Required task A: Echo the part of the H. C. Speir biography starting with "H. C. Speir" and going on through "Decca and Paramount.".
Required task B: Using the H. C. Speir biography, say whether each statement agrees with it, answering yes or no and quoting the deciding words: (i) Speir's store was on Farish Street in Jackson; (ii) Speir started working as a scout for record companies in 1930; (iii) "The Soul of a Man" aired on NBC.

Extracted text:
• • • • • • •

H. C. Speir (October 6, 1895 – April 22, 1972) was an American "talent broker" and record store owner from Jackson, Mississippi.  He was responsible for launching the recording careers of most of the greatest Mississippi blues musicians in the 1920s and 1930s. It has been said that, "Speir was the godfather of Delta Blues" and was "a musical visionary". Without Speir, Mississippi's greatest natural resource might have gone untapped."

Biography
Born Henry Columbus Speir in Prospect, Mississippi, Speir was a white businessman who ran a music and mercantile store on Farish Street, in Jackson's black neighborhood.  In 1926, through selling blues records in his store, he began working as a scout for the record companies producing the records, such as Okeh, Victor, Gennett, Columbia, Vocalion, Decca and Paramount.

Using a metal disc machine in his store, Speir made demo recordings of the musicians that he sent to the labels, before arranging for more formal recording sessions.  Word spread among blues musicians that Speir could help them make records, and many came to audition at the store.  This audition process — along with the ensuing recording sessions — was dramatized in the Wim Wenders-directed installment of the television mini-series Martin Scorsese Presents the Blues: A Musical Journey, entitled "The Soul of a Man", which aired on PBS in 2003.

• • • • • • •

Supplied records:
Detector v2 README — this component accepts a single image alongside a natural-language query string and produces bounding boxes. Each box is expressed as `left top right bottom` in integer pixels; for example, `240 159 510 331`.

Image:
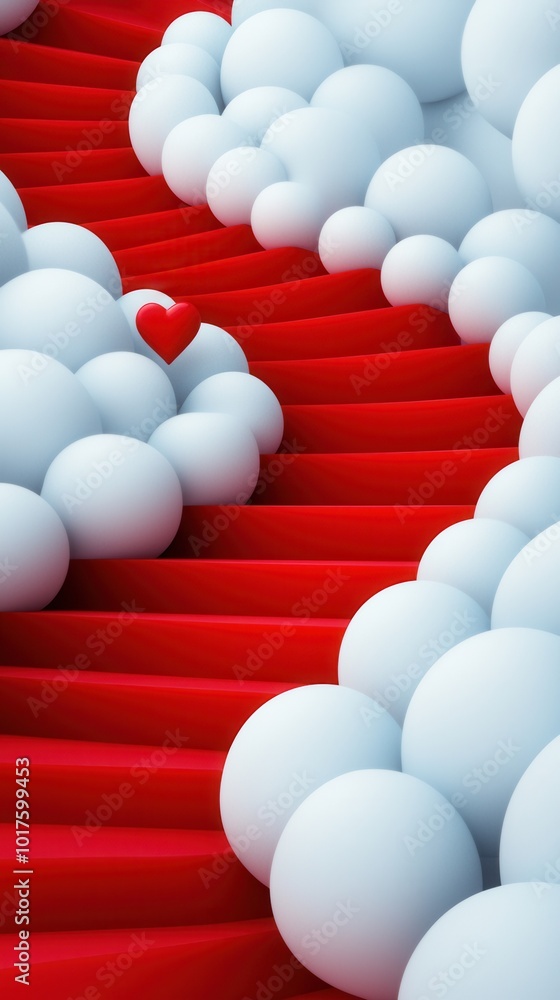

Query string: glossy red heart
136 302 202 365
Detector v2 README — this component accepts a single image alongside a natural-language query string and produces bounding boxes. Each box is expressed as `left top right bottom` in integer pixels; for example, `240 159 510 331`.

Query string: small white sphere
41 434 183 559
0 350 101 493
474 456 560 538
381 236 463 312
338 580 490 725
220 684 401 885
365 143 492 246
319 205 395 274
399 883 560 1000
222 9 344 103
181 372 284 455
311 65 424 161
161 114 245 205
418 517 529 615
206 146 287 226
128 74 219 174
402 628 560 858
150 413 260 505
270 770 482 1000
488 312 551 395
0 483 69 612
0 267 133 371
449 257 545 344
23 222 122 299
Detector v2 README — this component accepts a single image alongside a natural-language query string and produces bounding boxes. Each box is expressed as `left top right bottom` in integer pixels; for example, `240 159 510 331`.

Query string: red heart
136 302 202 365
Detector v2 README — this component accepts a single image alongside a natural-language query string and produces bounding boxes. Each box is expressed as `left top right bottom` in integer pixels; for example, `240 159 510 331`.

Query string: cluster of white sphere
0 174 283 611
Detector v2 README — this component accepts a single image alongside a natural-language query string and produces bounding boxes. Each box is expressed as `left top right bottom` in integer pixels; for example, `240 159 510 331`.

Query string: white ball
0 267 133 371
181 372 284 455
222 9 343 103
488 312 551 395
220 684 401 885
381 236 463 312
418 517 529 615
41 434 183 559
365 143 492 246
399 883 560 1000
319 205 395 274
270 770 482 1000
474 456 560 538
402 624 560 858
150 413 260 506
161 114 246 205
338 580 490 725
128 74 219 174
311 65 424 160
23 222 122 299
0 350 101 493
0 483 69 612
462 0 560 136
449 257 545 344
206 146 287 226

• • • • • • •

Expected output A:
H. C. Speir (October 6, 1895 – April 22, 1972) was an American "talent broker" and record store owner from Jackson, Mississippi.  He was responsible for launching the recording careers of most of the greatest Mississippi blues musicians in the 1920s and 1930s. It has been said that, "Speir was the godfather of Delta Blues" and was "a musical visionary". Without Speir, Mississippi's greatest natural resource might have gone untapped."

Biography
Born Henry Columbus Speir in Prospect, Mississippi, Speir was a white businessman who ran a music and mercantile store on Farish Street, in Jackson's black neighborhood.  In 1926, through selling blues records in his store, he began working as a scout for the record companies producing the records, such as Okeh, Victor, Gennett, Columbia, Vocalion, Decca and Paramount.

Expected output B:
(i) Yes: "ran a music and mercantile store on Farish Street, in Jackson's black neighborhood"
(ii) No: "In 1926, through selling blues records in his store, he began working as a scout"
(iii) No: "which aired on PBS in 2003"